##### The input
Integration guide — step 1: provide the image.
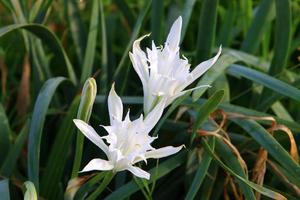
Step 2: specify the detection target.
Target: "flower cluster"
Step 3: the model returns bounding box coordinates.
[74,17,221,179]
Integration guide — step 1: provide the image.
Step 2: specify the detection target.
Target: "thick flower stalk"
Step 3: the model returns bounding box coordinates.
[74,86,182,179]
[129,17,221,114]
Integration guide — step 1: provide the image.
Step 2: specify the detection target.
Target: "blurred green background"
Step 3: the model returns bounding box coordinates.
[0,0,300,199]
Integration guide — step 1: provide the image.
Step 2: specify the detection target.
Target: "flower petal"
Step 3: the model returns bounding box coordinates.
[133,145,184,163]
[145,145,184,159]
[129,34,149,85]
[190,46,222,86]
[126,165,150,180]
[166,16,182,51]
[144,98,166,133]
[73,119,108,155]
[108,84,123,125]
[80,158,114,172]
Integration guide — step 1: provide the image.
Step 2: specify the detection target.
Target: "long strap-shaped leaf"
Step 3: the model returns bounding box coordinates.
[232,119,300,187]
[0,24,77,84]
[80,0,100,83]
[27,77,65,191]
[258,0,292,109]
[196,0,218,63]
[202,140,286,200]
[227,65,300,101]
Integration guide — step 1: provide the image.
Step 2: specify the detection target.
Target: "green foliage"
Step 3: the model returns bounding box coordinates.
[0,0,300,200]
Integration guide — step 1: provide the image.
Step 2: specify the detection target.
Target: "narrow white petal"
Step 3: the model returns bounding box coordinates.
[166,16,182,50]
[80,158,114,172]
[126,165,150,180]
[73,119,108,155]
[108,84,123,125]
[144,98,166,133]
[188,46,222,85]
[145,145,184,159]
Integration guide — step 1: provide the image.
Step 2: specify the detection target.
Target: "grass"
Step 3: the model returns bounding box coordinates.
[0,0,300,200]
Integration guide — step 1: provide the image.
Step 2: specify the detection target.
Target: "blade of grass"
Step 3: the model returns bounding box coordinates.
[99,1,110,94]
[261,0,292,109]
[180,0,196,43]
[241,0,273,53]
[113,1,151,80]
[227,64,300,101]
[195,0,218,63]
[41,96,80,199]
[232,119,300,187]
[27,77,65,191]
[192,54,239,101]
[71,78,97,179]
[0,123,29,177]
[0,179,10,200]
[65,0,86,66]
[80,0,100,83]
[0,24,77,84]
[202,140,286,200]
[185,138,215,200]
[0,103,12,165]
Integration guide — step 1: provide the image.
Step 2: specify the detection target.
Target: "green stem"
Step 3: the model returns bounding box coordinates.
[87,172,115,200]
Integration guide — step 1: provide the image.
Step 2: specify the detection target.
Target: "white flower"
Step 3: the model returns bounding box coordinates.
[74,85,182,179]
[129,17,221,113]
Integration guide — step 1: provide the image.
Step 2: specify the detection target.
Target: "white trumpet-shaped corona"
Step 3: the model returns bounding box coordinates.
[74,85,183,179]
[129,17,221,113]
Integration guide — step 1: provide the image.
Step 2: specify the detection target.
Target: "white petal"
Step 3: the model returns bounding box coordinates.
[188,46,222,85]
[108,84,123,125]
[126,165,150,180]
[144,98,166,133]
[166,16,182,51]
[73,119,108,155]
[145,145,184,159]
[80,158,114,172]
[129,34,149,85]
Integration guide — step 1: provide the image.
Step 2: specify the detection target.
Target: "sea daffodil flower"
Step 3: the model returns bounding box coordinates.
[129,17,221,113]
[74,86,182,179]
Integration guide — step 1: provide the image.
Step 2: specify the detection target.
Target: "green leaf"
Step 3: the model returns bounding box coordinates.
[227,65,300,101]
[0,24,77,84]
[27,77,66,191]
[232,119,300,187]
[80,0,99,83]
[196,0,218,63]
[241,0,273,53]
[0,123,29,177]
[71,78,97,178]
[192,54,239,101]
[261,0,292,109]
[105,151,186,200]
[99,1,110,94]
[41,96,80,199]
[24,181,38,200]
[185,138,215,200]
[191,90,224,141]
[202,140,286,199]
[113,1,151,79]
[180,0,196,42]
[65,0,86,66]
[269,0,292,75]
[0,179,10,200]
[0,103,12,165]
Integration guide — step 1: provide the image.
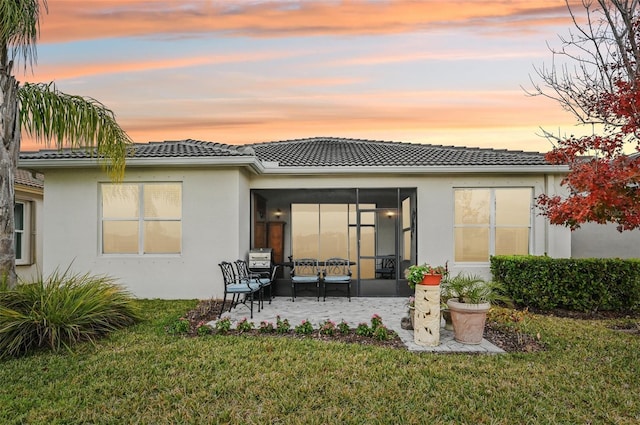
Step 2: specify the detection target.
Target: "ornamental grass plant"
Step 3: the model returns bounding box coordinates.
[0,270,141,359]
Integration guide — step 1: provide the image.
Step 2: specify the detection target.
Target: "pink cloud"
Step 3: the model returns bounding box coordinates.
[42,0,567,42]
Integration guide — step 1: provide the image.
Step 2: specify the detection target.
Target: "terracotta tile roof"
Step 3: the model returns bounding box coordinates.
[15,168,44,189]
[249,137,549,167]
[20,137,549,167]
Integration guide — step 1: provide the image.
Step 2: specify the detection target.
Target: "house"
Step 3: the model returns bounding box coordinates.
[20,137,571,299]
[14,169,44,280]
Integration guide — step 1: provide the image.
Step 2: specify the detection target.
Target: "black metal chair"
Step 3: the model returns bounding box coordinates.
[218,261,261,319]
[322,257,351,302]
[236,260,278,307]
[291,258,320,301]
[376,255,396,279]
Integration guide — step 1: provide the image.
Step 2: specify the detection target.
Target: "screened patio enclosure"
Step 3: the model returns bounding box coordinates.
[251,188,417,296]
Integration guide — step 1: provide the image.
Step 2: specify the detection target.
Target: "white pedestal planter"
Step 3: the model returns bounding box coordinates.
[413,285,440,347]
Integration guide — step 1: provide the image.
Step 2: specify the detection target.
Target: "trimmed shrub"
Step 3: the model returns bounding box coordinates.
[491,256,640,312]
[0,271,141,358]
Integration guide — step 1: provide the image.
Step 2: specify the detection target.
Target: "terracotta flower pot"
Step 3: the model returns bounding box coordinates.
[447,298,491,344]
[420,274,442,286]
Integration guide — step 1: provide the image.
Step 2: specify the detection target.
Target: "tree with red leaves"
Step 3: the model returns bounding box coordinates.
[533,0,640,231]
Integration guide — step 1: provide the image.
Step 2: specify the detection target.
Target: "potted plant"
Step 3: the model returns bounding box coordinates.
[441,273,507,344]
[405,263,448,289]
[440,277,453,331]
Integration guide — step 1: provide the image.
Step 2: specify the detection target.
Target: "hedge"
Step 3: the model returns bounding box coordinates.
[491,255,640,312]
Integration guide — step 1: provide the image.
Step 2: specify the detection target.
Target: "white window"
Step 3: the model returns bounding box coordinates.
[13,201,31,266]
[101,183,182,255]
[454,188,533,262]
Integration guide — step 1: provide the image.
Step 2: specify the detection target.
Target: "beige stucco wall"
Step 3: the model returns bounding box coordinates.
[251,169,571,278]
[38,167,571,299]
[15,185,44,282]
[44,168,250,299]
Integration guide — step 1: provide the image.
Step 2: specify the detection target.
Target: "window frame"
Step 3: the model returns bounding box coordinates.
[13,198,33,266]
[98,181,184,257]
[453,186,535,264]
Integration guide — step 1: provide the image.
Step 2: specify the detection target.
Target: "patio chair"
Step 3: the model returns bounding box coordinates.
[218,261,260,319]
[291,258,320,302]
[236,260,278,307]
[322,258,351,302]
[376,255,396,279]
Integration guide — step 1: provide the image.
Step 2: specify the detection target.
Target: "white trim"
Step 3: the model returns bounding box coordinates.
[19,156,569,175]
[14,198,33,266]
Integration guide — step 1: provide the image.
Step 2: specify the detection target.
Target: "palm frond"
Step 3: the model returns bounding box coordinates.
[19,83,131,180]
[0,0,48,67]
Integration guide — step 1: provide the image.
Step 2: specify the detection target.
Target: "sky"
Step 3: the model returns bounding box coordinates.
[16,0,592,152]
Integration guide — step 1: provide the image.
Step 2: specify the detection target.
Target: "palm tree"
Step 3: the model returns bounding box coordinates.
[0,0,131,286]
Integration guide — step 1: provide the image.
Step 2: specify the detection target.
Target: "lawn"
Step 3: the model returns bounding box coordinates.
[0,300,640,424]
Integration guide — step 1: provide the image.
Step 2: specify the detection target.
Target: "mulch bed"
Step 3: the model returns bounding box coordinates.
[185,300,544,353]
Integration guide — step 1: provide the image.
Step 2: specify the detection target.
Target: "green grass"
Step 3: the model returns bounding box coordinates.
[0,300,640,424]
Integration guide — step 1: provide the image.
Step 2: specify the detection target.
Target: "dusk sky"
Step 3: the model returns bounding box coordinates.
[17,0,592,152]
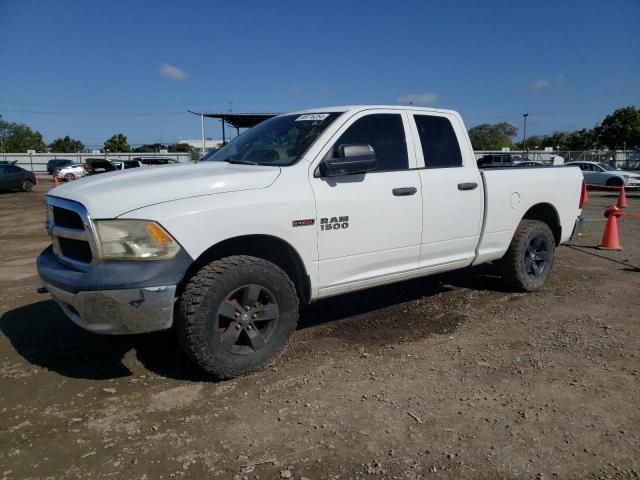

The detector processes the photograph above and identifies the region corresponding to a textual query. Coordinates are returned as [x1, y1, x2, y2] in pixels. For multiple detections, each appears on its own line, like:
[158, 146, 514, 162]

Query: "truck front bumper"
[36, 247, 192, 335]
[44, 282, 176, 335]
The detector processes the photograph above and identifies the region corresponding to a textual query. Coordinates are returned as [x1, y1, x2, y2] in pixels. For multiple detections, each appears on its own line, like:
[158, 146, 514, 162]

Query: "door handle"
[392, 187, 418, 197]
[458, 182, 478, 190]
##########
What is expected:
Repeat the lines of the records word for word, starting at the very beginning and ending with the line that contains "[74,17,221,179]", both ends included. Leave the pictures out of your answer.

The completed task:
Integration guide — step 1: provide the image.
Step 2: specify the detection target.
Target: "flower cluster"
Step 3: the model returns bounding box coordinates.
[74,17,221,179]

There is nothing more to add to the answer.